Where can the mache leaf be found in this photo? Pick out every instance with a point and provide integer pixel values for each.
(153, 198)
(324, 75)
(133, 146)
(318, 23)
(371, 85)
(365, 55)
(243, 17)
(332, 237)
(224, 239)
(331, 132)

### Aim of the task
Replace "mache leaf" with "spinach leaf" in the entries above, and copy them out with everything else left as it is.

### Solution to the problem
Where can the spinach leaf be found in this photo? Pick out every instance with a point and provide integer pixel values for each.
(153, 198)
(324, 75)
(133, 146)
(318, 23)
(371, 85)
(365, 55)
(243, 17)
(332, 237)
(224, 239)
(331, 132)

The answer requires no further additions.